My youngest brother was sexually abused by two gay men when he was very little, not even nine years old yet, I believe. The event was psychologically so powerful and strange that (I’ll call him Mike) Mike shoved it way down deep into his sub-conscious, unable to think about it and without the first idea how to even approach our very religious parents with the fact of what had happened. He simply buried it, and tried to forget about it.


Mike grew up and got married. Everything appeared normal. They even had a daughter one year after their marriage. One day a couple years later, I overheard the wives “girl-talking” at a family reunion, and I heard Mike’s wife lamenting to her sisters-in-law that she and Mike had no sex life to speak of. He had virtually no sex drive, and to make things worse, she had found some boy-child porno magazines under stacks of papers in one of his desk drawers. Mike and his wife were in the ministry at the time. One day my mother called me in tears, sobbing, and told me I should pray for Mike. He had had sex with a man, had been caught and exposed by his wife, and to make things worse, the man he had sex with was HIV positive!


Mike lost his wife, was thrown out of his church, and all his religious former friends abandoned him. He was a youth pastor at the time, and none of the parents of the teens allowed him to see or talk to them anymore. Bitter against the church, Mike forsake his love of God and commitment to spreading gospel, and went out into the world, working as a hospice aid at a facility that had primarily AIDS clients. He became active in the Gay Rights Movement. He founded and ran a teen center for at-risk youth to come and have some good clean fun out the harm’s way of inner city streets. Mike was being a good man, helping people in need, without any affiliation to the church he once loved and now hated. They had rejected him, and he had found more acceptance of himself just as he was and without judgment from the world than from the church.
━━━━━━━━━━━━━━━━
Work to be completed ▸ Write the next part of the account about the writer's brother Mike, beginning right after its final sentence.
━━━━━━━━━━━━━━━━
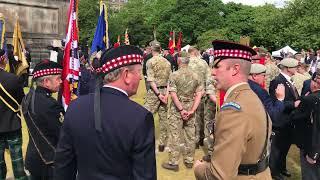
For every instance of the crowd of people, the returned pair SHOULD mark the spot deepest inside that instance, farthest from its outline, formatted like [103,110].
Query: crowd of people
[245,107]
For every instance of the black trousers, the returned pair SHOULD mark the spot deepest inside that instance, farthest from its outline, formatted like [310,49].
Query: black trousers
[13,142]
[280,145]
[309,171]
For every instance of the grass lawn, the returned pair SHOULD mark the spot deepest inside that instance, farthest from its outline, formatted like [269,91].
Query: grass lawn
[184,174]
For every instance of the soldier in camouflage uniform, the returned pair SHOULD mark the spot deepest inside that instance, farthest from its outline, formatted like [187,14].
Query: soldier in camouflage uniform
[209,117]
[183,84]
[272,70]
[158,72]
[301,75]
[202,69]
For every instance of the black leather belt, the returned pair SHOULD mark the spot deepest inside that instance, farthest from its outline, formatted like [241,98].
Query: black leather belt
[253,169]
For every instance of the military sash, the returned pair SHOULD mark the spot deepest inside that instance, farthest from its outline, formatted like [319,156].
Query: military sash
[9,101]
[43,146]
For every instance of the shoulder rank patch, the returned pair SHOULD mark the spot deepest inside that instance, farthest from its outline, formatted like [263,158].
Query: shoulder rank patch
[61,118]
[231,105]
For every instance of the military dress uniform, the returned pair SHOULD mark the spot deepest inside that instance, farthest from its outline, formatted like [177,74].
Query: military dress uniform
[158,71]
[242,129]
[185,83]
[44,117]
[201,68]
[11,94]
[299,79]
[210,109]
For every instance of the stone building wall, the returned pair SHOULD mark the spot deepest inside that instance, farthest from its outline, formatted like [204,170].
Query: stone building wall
[41,21]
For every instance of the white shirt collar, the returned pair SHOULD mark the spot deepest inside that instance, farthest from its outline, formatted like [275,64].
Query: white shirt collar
[288,78]
[116,88]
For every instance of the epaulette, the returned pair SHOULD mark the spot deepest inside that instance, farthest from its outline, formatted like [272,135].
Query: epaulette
[231,105]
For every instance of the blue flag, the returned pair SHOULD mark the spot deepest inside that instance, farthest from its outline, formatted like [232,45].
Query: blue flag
[98,42]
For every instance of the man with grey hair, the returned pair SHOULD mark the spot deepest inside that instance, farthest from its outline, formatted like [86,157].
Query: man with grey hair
[118,133]
[183,85]
[282,136]
[11,94]
[243,126]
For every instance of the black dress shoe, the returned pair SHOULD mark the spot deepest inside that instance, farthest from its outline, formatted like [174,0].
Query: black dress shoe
[207,158]
[161,148]
[286,173]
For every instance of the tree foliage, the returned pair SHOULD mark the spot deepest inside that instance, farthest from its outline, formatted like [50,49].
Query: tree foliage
[201,21]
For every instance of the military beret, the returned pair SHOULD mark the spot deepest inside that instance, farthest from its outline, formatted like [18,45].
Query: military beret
[257,69]
[183,54]
[231,50]
[316,75]
[289,62]
[2,55]
[154,44]
[46,68]
[116,58]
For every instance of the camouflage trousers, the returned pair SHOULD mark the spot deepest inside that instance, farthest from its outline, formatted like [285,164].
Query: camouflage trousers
[209,119]
[12,141]
[154,105]
[200,120]
[181,131]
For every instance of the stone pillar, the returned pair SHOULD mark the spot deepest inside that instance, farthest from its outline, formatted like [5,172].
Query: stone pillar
[41,21]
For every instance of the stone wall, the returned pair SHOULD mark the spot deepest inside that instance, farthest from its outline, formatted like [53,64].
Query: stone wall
[41,21]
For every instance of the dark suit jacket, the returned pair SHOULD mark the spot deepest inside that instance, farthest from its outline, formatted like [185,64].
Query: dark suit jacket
[307,130]
[306,87]
[44,128]
[9,120]
[124,150]
[273,107]
[284,118]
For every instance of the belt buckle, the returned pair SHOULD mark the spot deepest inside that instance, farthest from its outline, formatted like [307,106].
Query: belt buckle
[248,172]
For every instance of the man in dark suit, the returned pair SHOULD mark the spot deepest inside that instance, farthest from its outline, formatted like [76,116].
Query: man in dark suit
[256,79]
[307,129]
[44,117]
[106,135]
[310,57]
[282,126]
[306,87]
[11,94]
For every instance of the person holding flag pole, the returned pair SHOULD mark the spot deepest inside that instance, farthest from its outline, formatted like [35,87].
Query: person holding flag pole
[71,62]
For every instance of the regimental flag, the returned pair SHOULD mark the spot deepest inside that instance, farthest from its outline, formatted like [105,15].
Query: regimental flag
[71,63]
[179,43]
[3,44]
[100,40]
[18,50]
[118,43]
[126,38]
[2,31]
[172,43]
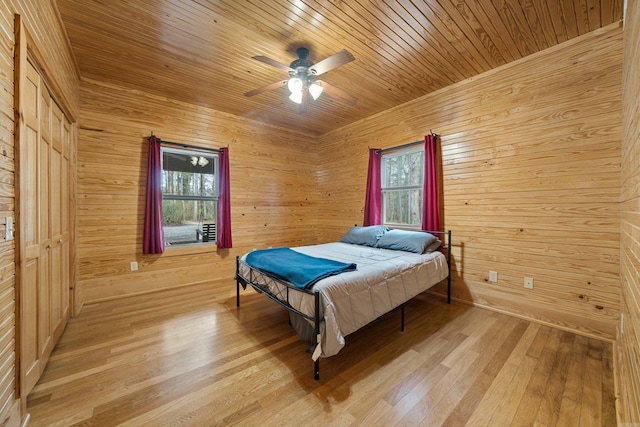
━━━━━━━━━━━━━━━━
The result ▸
But he was not happy. Not deep down inside. He was full of bitterness and hatred for those men who had turned him out, and the hypocrites of the so-called Christian church who did not live up in any way to the teachings of Christ.


He was coaching a city league baseball game one day, and his team’s opponent was a team from a local evangelical church. While his team was well behaved, hard working and competitive but yet sportsmanlike, the church team was boisterous, foul-mouthed, dirty playing, and obnoxious, calling out names and acting like bullies.


After about three innings, Mike had had enough, and he went to the official and said he was pulling his team, this game was over. He was not about to put up with this kind of abuse, and fed up with the other team’s uncontrolled and unsportsmanlike behavior. As his kids gathered their gear and headed for the bus, he walked over to the coach of the Christian team, and asked him, “How does it feel that these kids of mine, most of which have never set foot in a church, are leaving this field today with this type of impression imbedded in their minds about what it means to be a Christian?” The man, who Mike found out later was the pastor of the church, had looked down and away, and said nothing.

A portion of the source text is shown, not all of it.